>> Begin SUPPLIED TEXT
Friday 12 October 2007

Not so much an energy strategy as an anti-industrialist's manifesto

[NB: This post is now the basis of an Op Ed, posted here...]

As you'll have heard, the Government has issued a blanket ban on the building of new fossil-fuel power stations -- which means a flat out ban on the production of reliable energy -- and declared it intends instead to place this country's energy and industrial future in the hands of systems of so called energy production which have yet to be proved, and in many cases are unlikely to be proved (and of the few that have been, wind energy for instance still requires the construction of reliable power stations as a baseload backup to any wind energy that is produced).

As I said yesterday, this is not so much an energy strategy but a strategy for less energy, which means it's a prescription for less industry. A sort of Think-Not-So-Big. A Think Small. The biofuels boondoggle has already shown that the promises made about alternative fuels and alternative "renewable" energies are as empty as the heads of those making the commitments to denude us of industrial power.

It's not so much an energy strategy as an anti-industrialist's manifesto.

For the most part, the "renewables" so heavily touted just aren't available. What distinguishes the "new energy" touted by the likes of Parker and Fitzsimplesimons from "old energy" is that while "old energy" is reliable and actually produces energy, so called "new energy" is still experimental, and mostly doesn't. It's the modern day equivalent of snake oil.

This is an energy strategy produced by people who think to bring into existence new science, new technology and a whole new industrial infrastructure based around that technology, it is sufficient only that they pass a law saying it has to happen.
>> End SUPPLIED TEXT
(INSTRUCTIONS)
[a] In the energy post, what has the Government issued a blanket ban on?
[b] Duplicate the passage of the energy post starting at "As I said yesterday, this" and ending at "of industrial power.".
[c] Translate this sentence from the energy post into Spanish: "It's not so much an energy strategy as an anti-industrialist's manifesto."
The material that comes after has no connection to the energy post.
>> Begin RECORDS
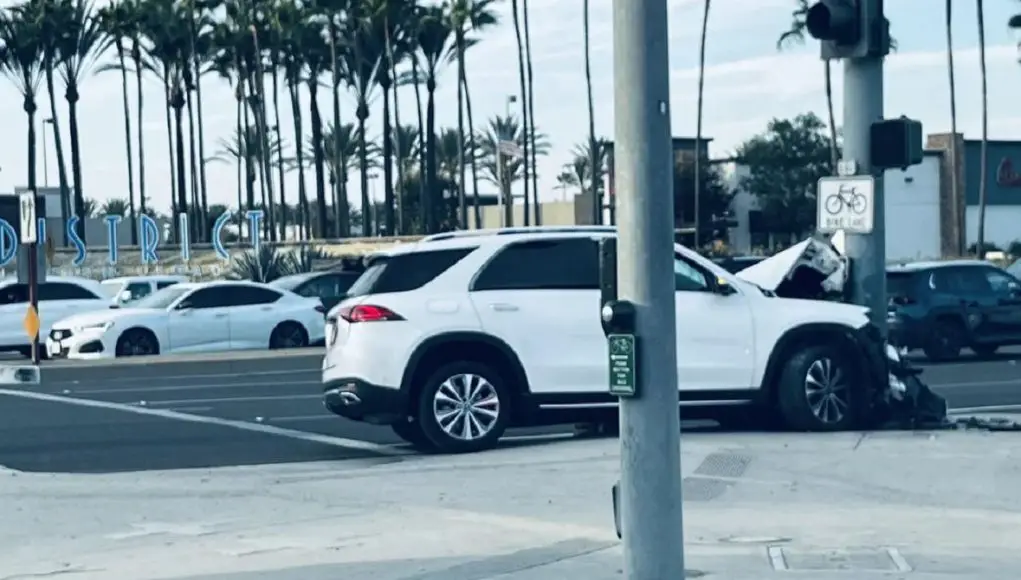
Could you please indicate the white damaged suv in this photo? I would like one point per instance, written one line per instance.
(455, 338)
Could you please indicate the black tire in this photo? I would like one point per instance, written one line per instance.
(288, 334)
(137, 342)
(944, 341)
(985, 350)
(819, 390)
(452, 376)
(410, 432)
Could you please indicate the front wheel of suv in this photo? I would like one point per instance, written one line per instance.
(818, 390)
(464, 406)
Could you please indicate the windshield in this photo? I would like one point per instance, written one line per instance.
(110, 288)
(161, 298)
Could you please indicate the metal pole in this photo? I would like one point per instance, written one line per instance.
(863, 104)
(650, 470)
(34, 293)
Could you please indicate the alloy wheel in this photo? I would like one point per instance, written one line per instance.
(467, 406)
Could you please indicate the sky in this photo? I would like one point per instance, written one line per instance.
(747, 83)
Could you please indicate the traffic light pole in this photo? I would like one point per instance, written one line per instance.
(650, 511)
(863, 105)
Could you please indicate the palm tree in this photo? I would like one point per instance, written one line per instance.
(468, 16)
(701, 85)
(795, 36)
(116, 20)
(435, 45)
(596, 202)
(983, 153)
(524, 110)
(20, 62)
(947, 9)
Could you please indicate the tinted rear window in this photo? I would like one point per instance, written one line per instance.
(403, 273)
(901, 284)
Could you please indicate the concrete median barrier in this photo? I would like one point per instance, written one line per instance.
(241, 363)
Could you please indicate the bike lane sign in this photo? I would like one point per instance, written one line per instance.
(845, 203)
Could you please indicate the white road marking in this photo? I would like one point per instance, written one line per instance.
(176, 402)
(898, 561)
(192, 387)
(240, 425)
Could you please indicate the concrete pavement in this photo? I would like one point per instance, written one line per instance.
(906, 505)
(250, 408)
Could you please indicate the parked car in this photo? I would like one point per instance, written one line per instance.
(127, 289)
(192, 318)
(945, 306)
(58, 298)
(330, 286)
(451, 341)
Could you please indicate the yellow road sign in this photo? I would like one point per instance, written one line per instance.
(32, 323)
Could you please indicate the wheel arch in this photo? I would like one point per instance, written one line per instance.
(447, 347)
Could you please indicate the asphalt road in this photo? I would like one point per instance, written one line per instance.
(212, 413)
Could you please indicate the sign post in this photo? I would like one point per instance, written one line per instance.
(27, 214)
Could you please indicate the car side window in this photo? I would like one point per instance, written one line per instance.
(251, 296)
(63, 291)
(14, 294)
(138, 290)
(571, 263)
(1002, 283)
(688, 278)
(212, 297)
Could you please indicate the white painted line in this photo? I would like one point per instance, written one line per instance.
(228, 399)
(240, 425)
(986, 408)
(234, 385)
(898, 561)
(315, 371)
(776, 559)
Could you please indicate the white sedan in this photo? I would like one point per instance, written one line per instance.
(193, 318)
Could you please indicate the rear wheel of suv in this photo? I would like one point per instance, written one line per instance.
(464, 406)
(944, 341)
(818, 390)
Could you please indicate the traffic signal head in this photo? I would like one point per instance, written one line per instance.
(848, 29)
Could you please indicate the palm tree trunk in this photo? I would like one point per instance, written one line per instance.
(423, 186)
(131, 157)
(593, 187)
(473, 151)
(698, 113)
(280, 151)
(983, 153)
(834, 150)
(522, 79)
(137, 58)
(462, 196)
(962, 235)
(388, 214)
(399, 193)
(196, 218)
(531, 118)
(58, 145)
(292, 89)
(71, 96)
(169, 147)
(318, 150)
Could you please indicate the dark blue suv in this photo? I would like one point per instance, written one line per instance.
(945, 306)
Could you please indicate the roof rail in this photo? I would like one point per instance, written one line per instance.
(518, 231)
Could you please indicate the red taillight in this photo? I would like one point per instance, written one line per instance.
(368, 313)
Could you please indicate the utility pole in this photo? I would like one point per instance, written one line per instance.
(858, 33)
(650, 470)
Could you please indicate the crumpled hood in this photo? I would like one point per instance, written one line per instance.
(813, 269)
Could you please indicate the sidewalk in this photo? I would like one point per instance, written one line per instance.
(913, 505)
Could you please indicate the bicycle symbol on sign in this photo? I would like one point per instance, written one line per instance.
(847, 197)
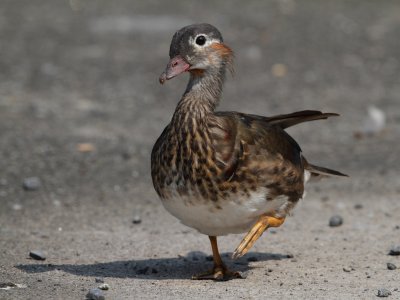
>> End RECORDS
(SOLUTIONS FOR EACH TASK)
[a] The building of new fossil-fuel power stations.

[b]
As I said yesterday, this is not so much an energy strategy but a strategy for less energy, which means it's a prescription for less industry. A sort of Think-Not-So-Big. A Think Small. The biofuels boondoggle has already shown that the promises made about alternative fuels and alternative "renewable" energies are as empty as the heads of those making the commitments to denude us of industrial power.

[c] No es tanto una estrategia energética como el manifiesto de un antiindustrialista.